▶ **Input data**:

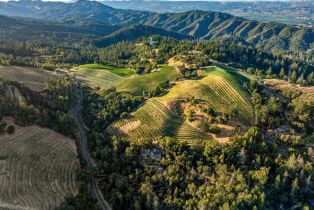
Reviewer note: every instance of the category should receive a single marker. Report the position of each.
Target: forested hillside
(207, 25)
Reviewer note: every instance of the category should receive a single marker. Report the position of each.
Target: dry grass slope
(155, 120)
(220, 89)
(33, 78)
(38, 169)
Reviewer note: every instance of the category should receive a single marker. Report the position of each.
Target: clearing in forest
(103, 76)
(155, 120)
(158, 117)
(148, 82)
(33, 78)
(220, 90)
(38, 169)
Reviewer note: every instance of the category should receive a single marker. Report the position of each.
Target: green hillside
(220, 90)
(148, 82)
(155, 120)
(103, 76)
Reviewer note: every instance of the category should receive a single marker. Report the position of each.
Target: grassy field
(220, 89)
(38, 169)
(155, 120)
(148, 82)
(123, 72)
(31, 77)
(102, 75)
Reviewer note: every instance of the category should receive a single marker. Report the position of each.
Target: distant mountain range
(104, 20)
(288, 12)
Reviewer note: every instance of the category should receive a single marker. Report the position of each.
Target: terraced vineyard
(102, 76)
(148, 82)
(31, 77)
(38, 169)
(155, 120)
(220, 89)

▶ **Task brief**: Transcribe the records word for word and include no pictures.

▶ **Answer**:
Reviewer note: every instance of the category should receive a single marker. Report the position of each.
Target: forested hillside
(207, 25)
Reviewer note: every instance of the category should receive a single marker. Report the position of each.
Target: dry grass slope
(155, 120)
(220, 89)
(33, 78)
(38, 169)
Reviewer note: every instance of the category should receive a single marker. Report the position of each.
Target: clearing in forest
(103, 76)
(155, 120)
(158, 117)
(148, 82)
(33, 78)
(220, 90)
(38, 169)
Reviewer note: every instance of the category should receive a single marker. Report the position of each.
Target: green hillside
(220, 90)
(148, 82)
(155, 120)
(103, 76)
Reviewer note: every instance of the category should receive a single marker. Report the position of each.
Target: grassy field
(220, 89)
(38, 169)
(155, 120)
(148, 82)
(123, 72)
(31, 77)
(102, 75)
Reviewer note: every instance of the category should receive a single marker. Report the position of each.
Target: distant mountain range
(104, 20)
(288, 12)
Reviewer note: every instance of the category should receive a single marker. Report the position of each.
Target: terraced vineyard
(102, 76)
(148, 82)
(31, 77)
(38, 169)
(155, 120)
(220, 89)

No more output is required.